Objective: Count the lines in the data below that contain the word "door", treating case as significant, and reply with the number alone.

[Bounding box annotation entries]
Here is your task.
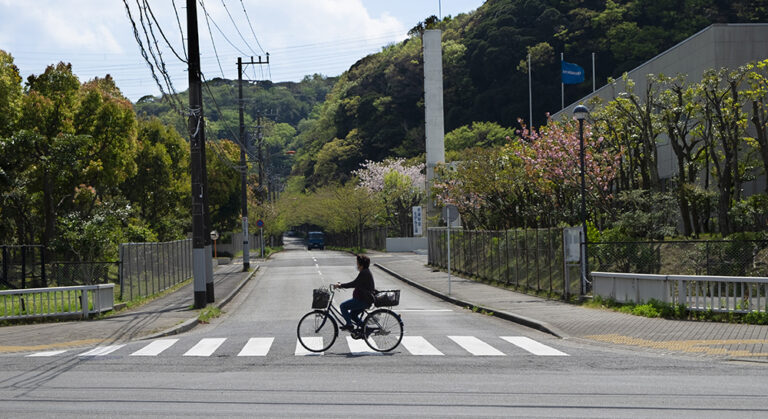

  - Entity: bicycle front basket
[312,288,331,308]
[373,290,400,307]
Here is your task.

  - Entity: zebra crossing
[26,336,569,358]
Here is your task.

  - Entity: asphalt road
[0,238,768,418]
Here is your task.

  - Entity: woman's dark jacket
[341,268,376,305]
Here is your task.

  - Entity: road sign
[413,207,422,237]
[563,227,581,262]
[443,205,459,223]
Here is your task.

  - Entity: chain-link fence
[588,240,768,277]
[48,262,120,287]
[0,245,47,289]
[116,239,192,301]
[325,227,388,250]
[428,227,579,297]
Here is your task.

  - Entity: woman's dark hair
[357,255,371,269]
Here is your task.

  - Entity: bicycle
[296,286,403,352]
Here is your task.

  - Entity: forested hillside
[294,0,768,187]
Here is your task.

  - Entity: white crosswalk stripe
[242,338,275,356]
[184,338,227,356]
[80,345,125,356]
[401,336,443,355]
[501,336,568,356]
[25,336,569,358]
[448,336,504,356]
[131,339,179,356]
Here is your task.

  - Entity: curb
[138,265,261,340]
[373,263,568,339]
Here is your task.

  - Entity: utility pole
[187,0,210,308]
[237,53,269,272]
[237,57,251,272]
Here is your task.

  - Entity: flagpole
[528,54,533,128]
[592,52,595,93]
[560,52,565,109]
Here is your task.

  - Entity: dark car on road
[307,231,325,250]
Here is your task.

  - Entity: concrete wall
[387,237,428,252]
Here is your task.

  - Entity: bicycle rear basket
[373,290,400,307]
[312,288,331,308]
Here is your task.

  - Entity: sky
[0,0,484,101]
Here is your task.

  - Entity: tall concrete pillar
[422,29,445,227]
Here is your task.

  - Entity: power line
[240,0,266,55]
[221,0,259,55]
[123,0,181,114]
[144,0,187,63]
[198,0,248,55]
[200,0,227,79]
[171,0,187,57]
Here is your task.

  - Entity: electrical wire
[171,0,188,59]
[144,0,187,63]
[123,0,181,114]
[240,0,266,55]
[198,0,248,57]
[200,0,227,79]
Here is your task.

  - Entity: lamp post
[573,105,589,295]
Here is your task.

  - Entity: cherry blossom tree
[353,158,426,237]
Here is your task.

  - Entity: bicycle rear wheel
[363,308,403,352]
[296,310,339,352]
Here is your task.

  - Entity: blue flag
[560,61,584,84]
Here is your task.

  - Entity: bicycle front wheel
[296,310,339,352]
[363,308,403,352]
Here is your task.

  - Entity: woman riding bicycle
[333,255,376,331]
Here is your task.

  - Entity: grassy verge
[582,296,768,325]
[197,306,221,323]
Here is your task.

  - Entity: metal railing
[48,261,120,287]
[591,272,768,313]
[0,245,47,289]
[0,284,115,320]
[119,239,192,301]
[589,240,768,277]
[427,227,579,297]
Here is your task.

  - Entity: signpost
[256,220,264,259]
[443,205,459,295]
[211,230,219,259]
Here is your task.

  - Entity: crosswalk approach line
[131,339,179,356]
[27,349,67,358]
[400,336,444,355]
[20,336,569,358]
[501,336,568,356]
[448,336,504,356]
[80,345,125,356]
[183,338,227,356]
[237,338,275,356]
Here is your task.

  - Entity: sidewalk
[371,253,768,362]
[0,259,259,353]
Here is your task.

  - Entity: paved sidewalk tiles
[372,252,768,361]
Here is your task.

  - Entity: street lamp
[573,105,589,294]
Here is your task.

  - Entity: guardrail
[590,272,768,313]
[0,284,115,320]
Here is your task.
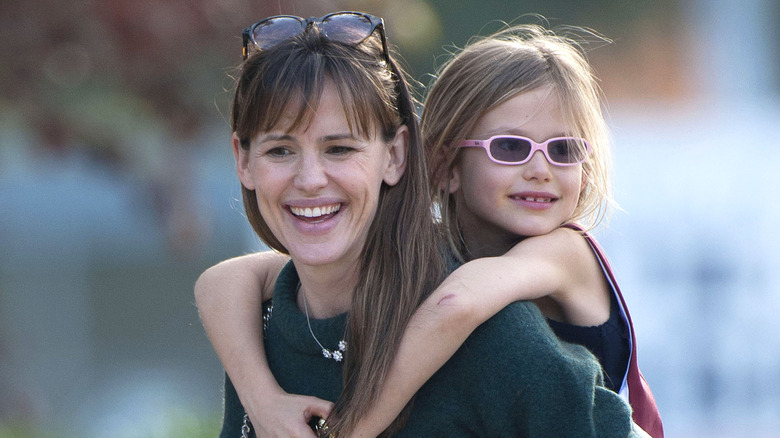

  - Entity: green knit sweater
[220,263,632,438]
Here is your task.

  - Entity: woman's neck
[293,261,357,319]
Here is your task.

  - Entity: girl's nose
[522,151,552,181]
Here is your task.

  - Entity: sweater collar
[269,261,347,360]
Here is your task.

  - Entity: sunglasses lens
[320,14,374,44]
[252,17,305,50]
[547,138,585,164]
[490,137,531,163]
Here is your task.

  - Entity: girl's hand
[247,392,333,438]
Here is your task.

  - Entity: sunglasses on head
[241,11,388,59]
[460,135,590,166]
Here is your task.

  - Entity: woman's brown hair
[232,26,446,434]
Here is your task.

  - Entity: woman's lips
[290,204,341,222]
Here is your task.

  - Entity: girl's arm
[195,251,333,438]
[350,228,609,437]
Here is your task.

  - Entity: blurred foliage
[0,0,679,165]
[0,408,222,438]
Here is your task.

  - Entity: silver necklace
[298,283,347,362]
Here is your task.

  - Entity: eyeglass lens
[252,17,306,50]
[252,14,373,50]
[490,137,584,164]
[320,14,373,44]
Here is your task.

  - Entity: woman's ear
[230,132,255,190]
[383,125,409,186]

...

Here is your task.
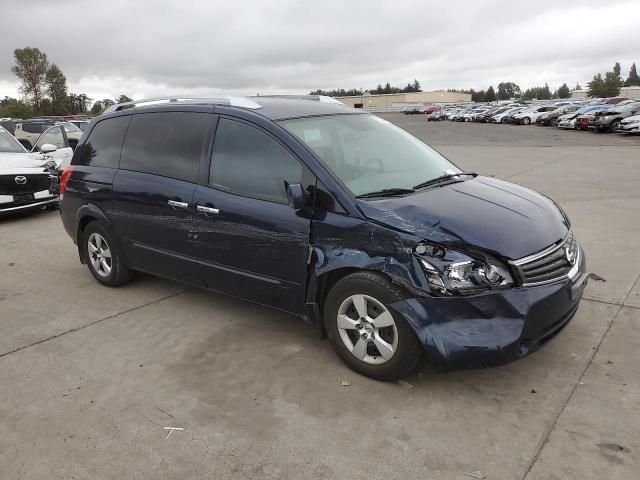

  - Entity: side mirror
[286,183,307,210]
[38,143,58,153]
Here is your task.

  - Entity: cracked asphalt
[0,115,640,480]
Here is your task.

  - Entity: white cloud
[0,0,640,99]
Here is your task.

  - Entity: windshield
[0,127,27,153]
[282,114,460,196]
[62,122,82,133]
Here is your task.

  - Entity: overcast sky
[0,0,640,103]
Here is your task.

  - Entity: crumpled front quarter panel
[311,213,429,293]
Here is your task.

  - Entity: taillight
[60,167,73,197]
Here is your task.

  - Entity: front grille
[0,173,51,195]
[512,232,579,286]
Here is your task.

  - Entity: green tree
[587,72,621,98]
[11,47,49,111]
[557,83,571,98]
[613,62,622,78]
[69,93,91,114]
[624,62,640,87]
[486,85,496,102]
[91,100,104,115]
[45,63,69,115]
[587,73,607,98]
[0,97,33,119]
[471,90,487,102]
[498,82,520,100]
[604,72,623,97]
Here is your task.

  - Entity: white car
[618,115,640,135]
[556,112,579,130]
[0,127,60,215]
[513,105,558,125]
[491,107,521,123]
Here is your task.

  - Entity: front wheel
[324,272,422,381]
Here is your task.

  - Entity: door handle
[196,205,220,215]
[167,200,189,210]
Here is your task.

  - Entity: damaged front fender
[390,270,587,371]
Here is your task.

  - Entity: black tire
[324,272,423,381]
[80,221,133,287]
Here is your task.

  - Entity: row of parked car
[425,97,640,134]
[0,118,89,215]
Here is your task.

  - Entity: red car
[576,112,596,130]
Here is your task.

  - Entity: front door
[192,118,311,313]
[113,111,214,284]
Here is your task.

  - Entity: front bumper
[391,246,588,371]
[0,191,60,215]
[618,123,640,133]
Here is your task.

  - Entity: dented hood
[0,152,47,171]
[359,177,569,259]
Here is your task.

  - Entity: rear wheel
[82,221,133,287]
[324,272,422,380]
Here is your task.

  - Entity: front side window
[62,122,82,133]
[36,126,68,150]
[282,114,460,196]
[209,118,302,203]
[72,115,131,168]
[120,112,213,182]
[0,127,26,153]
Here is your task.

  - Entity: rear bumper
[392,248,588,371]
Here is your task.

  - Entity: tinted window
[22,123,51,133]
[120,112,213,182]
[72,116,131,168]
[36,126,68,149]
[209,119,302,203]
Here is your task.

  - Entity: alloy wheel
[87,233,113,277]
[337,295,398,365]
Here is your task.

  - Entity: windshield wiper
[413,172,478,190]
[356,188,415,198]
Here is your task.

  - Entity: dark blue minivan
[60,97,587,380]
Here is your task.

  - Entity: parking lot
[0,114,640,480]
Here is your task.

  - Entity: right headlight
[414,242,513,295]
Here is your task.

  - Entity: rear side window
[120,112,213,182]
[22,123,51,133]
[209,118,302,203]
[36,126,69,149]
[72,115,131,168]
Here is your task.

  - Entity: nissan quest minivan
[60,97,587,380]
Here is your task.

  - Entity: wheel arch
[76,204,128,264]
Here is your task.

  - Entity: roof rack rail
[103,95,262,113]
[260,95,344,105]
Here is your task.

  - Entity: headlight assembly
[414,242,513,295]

Answer in full: 2